§ **WORK REQUEST**: Ignoring the pictures, copy the data exactly.

§ **SOURCE DATA**:
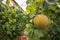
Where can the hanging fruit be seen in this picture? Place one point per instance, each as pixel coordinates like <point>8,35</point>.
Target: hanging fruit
<point>41,21</point>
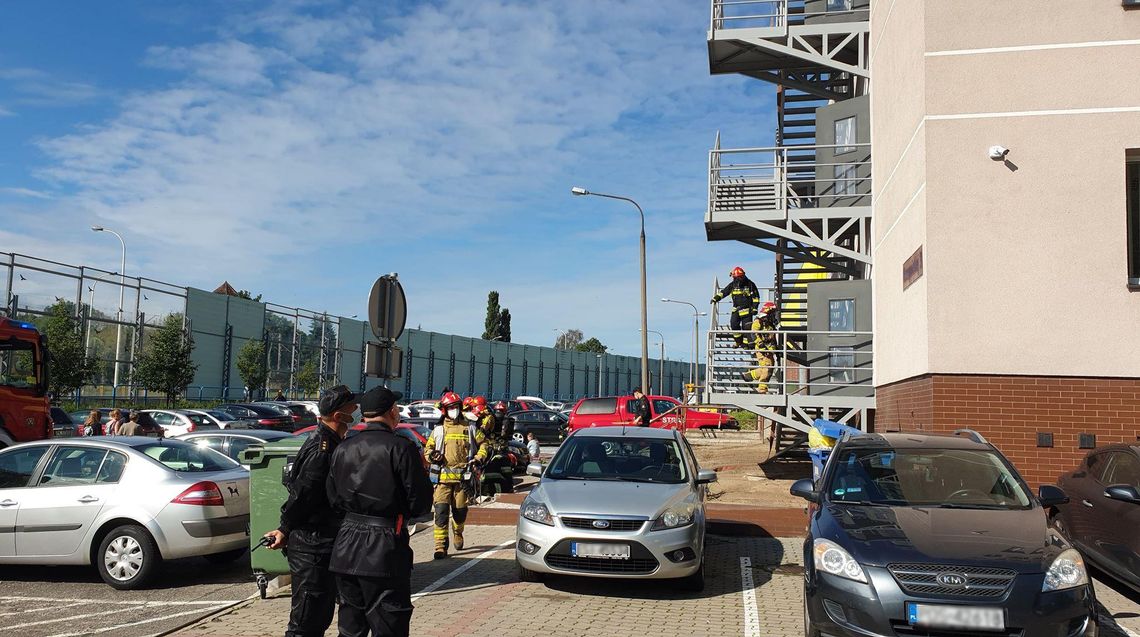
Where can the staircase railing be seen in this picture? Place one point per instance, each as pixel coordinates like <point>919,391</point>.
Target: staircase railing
<point>776,14</point>
<point>838,370</point>
<point>788,177</point>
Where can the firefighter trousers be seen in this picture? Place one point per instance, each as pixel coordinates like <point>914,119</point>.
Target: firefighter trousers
<point>766,361</point>
<point>739,323</point>
<point>449,500</point>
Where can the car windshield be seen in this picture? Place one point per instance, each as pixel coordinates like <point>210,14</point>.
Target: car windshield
<point>944,478</point>
<point>187,458</point>
<point>620,458</point>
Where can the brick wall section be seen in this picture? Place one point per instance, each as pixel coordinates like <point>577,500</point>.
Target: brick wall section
<point>1010,410</point>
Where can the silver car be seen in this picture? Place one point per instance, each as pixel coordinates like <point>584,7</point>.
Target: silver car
<point>617,503</point>
<point>121,503</point>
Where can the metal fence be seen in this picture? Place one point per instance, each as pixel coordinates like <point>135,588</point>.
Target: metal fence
<point>303,348</point>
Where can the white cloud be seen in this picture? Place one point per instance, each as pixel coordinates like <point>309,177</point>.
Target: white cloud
<point>304,146</point>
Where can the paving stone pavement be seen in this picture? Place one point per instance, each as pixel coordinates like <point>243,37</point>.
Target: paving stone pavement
<point>488,599</point>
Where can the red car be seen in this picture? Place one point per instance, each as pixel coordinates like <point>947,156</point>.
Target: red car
<point>665,413</point>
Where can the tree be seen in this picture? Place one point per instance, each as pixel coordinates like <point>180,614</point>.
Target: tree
<point>593,345</point>
<point>491,324</point>
<point>505,325</point>
<point>165,366</point>
<point>306,378</point>
<point>251,366</point>
<point>70,367</point>
<point>568,340</point>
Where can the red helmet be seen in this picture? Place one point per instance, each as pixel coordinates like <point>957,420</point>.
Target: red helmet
<point>450,399</point>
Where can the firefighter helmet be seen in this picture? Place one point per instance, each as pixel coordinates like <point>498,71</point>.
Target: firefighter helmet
<point>450,399</point>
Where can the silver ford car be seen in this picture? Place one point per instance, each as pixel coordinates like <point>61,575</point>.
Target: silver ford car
<point>617,503</point>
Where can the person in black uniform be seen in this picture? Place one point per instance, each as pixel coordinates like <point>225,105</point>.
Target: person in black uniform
<point>746,299</point>
<point>379,482</point>
<point>308,523</point>
<point>638,408</point>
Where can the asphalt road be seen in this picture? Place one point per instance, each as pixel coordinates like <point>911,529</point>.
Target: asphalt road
<point>73,601</point>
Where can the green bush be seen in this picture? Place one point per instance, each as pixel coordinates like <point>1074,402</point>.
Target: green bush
<point>746,418</point>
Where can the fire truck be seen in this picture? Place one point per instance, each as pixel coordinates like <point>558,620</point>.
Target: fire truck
<point>25,413</point>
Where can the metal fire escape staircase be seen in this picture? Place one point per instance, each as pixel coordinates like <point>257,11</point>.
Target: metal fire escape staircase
<point>807,202</point>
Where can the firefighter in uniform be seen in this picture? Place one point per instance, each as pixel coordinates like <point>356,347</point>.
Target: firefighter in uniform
<point>498,471</point>
<point>765,346</point>
<point>308,523</point>
<point>377,482</point>
<point>452,447</point>
<point>746,299</point>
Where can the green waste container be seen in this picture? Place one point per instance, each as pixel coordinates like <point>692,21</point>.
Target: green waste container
<point>269,467</point>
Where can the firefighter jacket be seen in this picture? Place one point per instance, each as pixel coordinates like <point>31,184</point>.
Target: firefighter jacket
<point>746,296</point>
<point>377,481</point>
<point>307,519</point>
<point>458,443</point>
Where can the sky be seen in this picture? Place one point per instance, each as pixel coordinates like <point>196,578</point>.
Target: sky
<point>299,149</point>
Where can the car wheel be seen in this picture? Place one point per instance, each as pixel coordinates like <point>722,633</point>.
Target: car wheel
<point>127,557</point>
<point>527,574</point>
<point>695,581</point>
<point>808,628</point>
<point>225,557</point>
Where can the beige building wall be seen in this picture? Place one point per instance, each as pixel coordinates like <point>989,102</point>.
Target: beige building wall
<point>1025,263</point>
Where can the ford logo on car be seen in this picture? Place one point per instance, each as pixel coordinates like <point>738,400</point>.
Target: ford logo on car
<point>952,580</point>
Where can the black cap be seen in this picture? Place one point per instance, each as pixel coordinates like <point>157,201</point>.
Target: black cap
<point>377,401</point>
<point>334,398</point>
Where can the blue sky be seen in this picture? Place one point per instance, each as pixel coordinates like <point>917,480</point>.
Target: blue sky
<point>300,148</point>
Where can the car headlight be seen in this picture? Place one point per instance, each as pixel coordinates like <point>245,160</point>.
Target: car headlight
<point>675,517</point>
<point>537,512</point>
<point>831,558</point>
<point>1067,571</point>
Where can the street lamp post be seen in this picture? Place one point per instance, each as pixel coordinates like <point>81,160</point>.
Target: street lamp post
<point>122,288</point>
<point>644,370</point>
<point>660,376</point>
<point>697,329</point>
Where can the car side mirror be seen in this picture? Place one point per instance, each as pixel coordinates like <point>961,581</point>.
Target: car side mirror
<point>1051,496</point>
<point>1123,492</point>
<point>805,489</point>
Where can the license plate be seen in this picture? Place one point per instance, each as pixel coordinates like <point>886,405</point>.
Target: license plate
<point>975,618</point>
<point>603,550</point>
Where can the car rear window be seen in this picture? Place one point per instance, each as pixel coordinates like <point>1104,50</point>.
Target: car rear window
<point>595,406</point>
<point>186,458</point>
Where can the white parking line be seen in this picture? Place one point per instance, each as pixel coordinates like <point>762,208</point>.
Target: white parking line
<point>45,609</point>
<point>122,602</point>
<point>110,628</point>
<point>436,585</point>
<point>748,589</point>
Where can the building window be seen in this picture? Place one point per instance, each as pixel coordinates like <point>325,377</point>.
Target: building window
<point>845,136</point>
<point>841,315</point>
<point>840,365</point>
<point>845,179</point>
<point>1132,180</point>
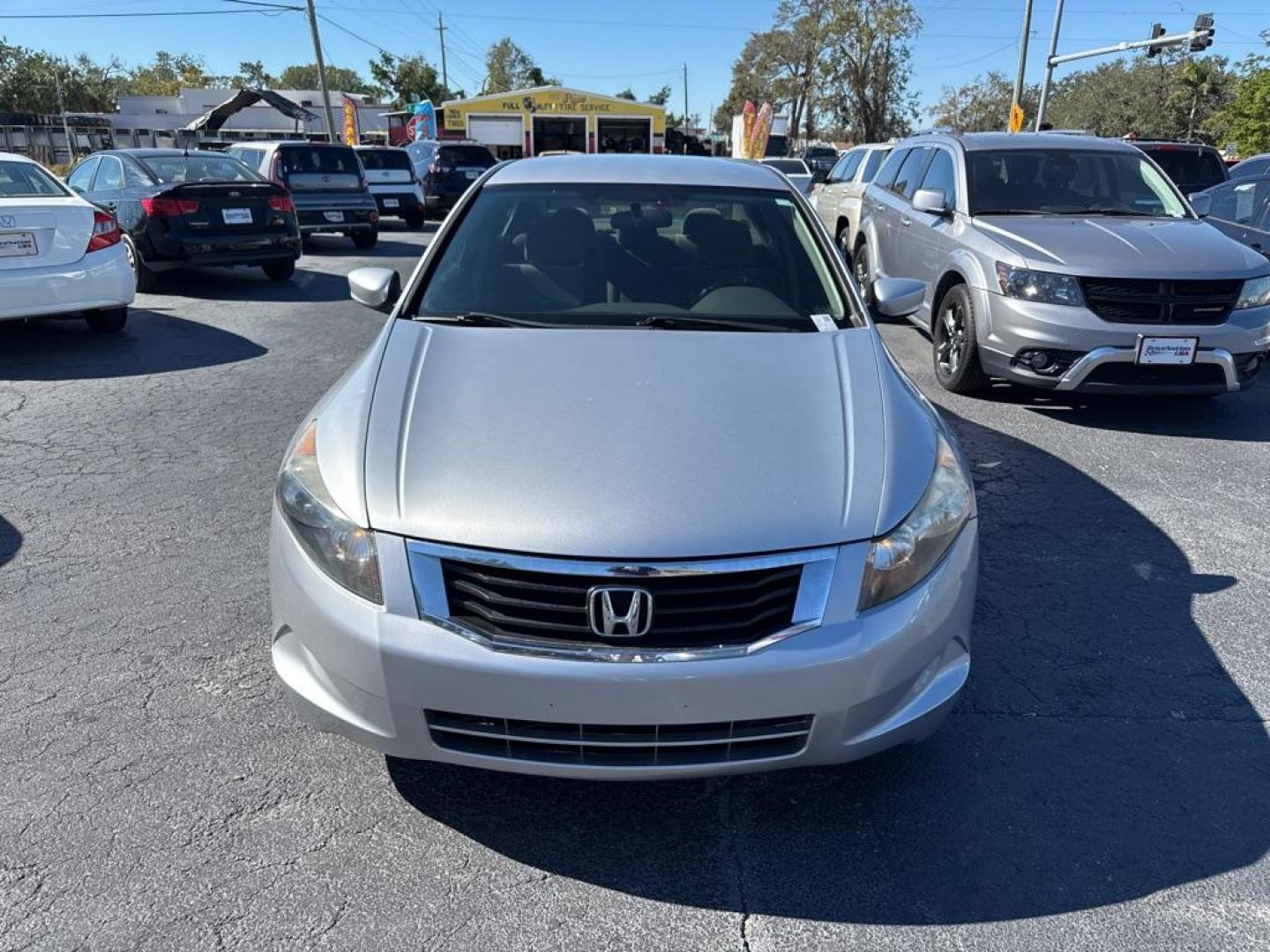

§ **SOLUTION TO THE PROBLEM**:
Where can the hanging fruit be seen in this picture? Place one point per instance, each as pixel coordinates like <point>8,35</point>.
Target: hanging fruit
<point>41,21</point>
Where can the staircase railing be seen in this picture? Place one point per instance, each as pixel coordinates like <point>919,391</point>.
Target: staircase railing
<point>776,14</point>
<point>838,370</point>
<point>788,177</point>
Where can the firefighter trousers be seen in this picture? Place one point per instance, each as pixel coordinates like <point>914,119</point>.
Target: firefighter trousers
<point>766,361</point>
<point>739,323</point>
<point>449,500</point>
Where can the car windshield be seen in this picture? Place one point per instance, each as pixel coordinates like <point>210,14</point>.
Target: car windshield
<point>944,478</point>
<point>187,458</point>
<point>620,458</point>
Where can the brick wall section be seen in this picture? Place one point per instance, each as pixel coordinates like <point>577,500</point>.
Target: brick wall section
<point>1010,410</point>
Where can the silver car be seen in this picture? Place one point per instance, each as pixel coordinates like <point>584,7</point>.
Target: silver car
<point>617,503</point>
<point>121,503</point>
Where can the metal fence be seen in this picture? Place one point per instance, each as pixel coordinates like <point>135,588</point>.
Target: metal fence
<point>303,348</point>
Where can the white cloud be seen in this picture? Place one point per instance, each as pixel coordinates like <point>309,177</point>.
Target: white cloud
<point>304,146</point>
Where can the paving stone pavement be seen in this picture? Place one point per instance, each as pixel coordinates like <point>243,37</point>.
Target: paving stone pavement
<point>488,599</point>
Where can the red car be seen in this picture? Place one point per instance, each as pixel coordinates like <point>947,156</point>.
Target: red car
<point>665,413</point>
Where can the tree be seen in this picture? Place one point per instance, each as pixel coordinates like <point>180,614</point>.
Target: tree
<point>593,345</point>
<point>491,324</point>
<point>505,325</point>
<point>165,366</point>
<point>306,378</point>
<point>251,366</point>
<point>70,367</point>
<point>568,340</point>
Where can the red helmet be seen in this picture? Place one point per instance, each as pixel coordinates like <point>957,420</point>.
Target: red helmet
<point>450,399</point>
Where can the firefighter helmet be seen in this picture? Place one point per instance, each as pixel coordinates like <point>498,71</point>.
Target: firefighter helmet
<point>450,399</point>
Where can the silver ford car be seen in this picture? Place one point per instance, each as pixel coordinates like <point>61,575</point>.
Target: silver ford car
<point>617,503</point>
Where can the person in black uniform be seen in this picture? Place one point per instance, each as pixel coordinates like <point>225,105</point>.
Target: person in black uniform
<point>746,299</point>
<point>379,482</point>
<point>308,523</point>
<point>638,408</point>
Where can the asphalt road be seen in this picture? Place one point per instance, each as pixel coordinates like <point>911,529</point>.
Target: asphalt road
<point>73,601</point>
Where can the green bush be seen in this picture? Place one point per instance, each as pixel coordinates like <point>1074,402</point>.
Target: green bush
<point>746,418</point>
Where can the fire truck be seen in this picture? Place one point per instance, each as pixel coordinates like <point>558,620</point>.
Target: fire truck
<point>25,413</point>
Where can the metal fire escape staircase be seen in this picture? Place one point per instance, each as pixel coordinates like <point>257,11</point>.
Target: metal fire escape staircase
<point>807,202</point>
Where can the firefighter in uniform be seen in this picture? Place one point per instance, each as pixel coordinates like <point>356,347</point>.
Target: firefighter in uniform
<point>498,471</point>
<point>765,346</point>
<point>308,523</point>
<point>377,482</point>
<point>452,447</point>
<point>746,299</point>
Where can the green waste container be seen in this picture? Place one point per instance, each as pixel coordinates like <point>692,21</point>.
Target: green waste container
<point>269,467</point>
Where can the firefighter jacket be seen in this picture? Place one point per instance, each as pixel coordinates like <point>31,184</point>.
Target: firefighter jacket
<point>746,296</point>
<point>377,481</point>
<point>307,519</point>
<point>458,443</point>
Where can the sky be seen in this picture? Place one point per instance, each as pixel coordinates like <point>196,578</point>.
Target: sky
<point>299,149</point>
Where can the car wheel be seen in this picture? Place one point per instance, each as pixel coordinates like <point>722,633</point>.
Target: car wheel
<point>127,557</point>
<point>527,574</point>
<point>695,581</point>
<point>808,628</point>
<point>225,557</point>
Where can the beige building wall be seen in this picture? Place one point per instance, each as pixel coordinates like <point>989,102</point>.
Target: beige building wall
<point>1025,263</point>
Where can the ford logo on car be seen in this picture? Place one point per instance, each as pixel coordinates like <point>738,400</point>.
Target: ford logo on car
<point>952,580</point>
Where can the black cap be seen in this picture? Place one point per instance, each as pixel coordinates like <point>157,201</point>.
Target: black cap
<point>377,401</point>
<point>334,398</point>
Where can the blue sky be seen in this picture? Place one point per instance, each as pixel coordinates like <point>917,480</point>.
Target: blue sky
<point>300,148</point>
Where can the car headlight be seen in this picture? Place one point per instance, each as pixel coordinates like <point>245,160</point>.
Target: car headlight
<point>675,517</point>
<point>537,512</point>
<point>831,558</point>
<point>1067,571</point>
Where can the street lamp post be seen in this picture? Place one point per instance, each as pixel coordinates like <point>81,160</point>.
Target: street lamp post
<point>122,288</point>
<point>644,370</point>
<point>660,376</point>
<point>697,329</point>
Where can the car side mirror be seen in this picture? Place one point per instance, each as pixel coordinates like <point>961,581</point>.
Target: car side mirror
<point>1051,496</point>
<point>1123,492</point>
<point>805,489</point>
Where can the license plate be seen in this picture? Place one point per instance, each as pixel coordinates like <point>886,405</point>.
Target: license plate
<point>975,618</point>
<point>603,550</point>
Where can the car rear window be seen in this picture? Place one point per instance, each as pixel coordinates like <point>1104,50</point>.
Target: car rear window
<point>595,406</point>
<point>186,458</point>
Where can the white parking line be seen in this picture? Place one point per instance, each as pixel coordinates like <point>762,208</point>.
Target: white parking line
<point>45,609</point>
<point>122,602</point>
<point>110,628</point>
<point>436,585</point>
<point>748,589</point>
Where can the building window be seen in this picture? Place one point per instance, each as pixel coordinates like <point>325,377</point>.
Target: building window
<point>845,136</point>
<point>841,315</point>
<point>840,365</point>
<point>845,179</point>
<point>1132,180</point>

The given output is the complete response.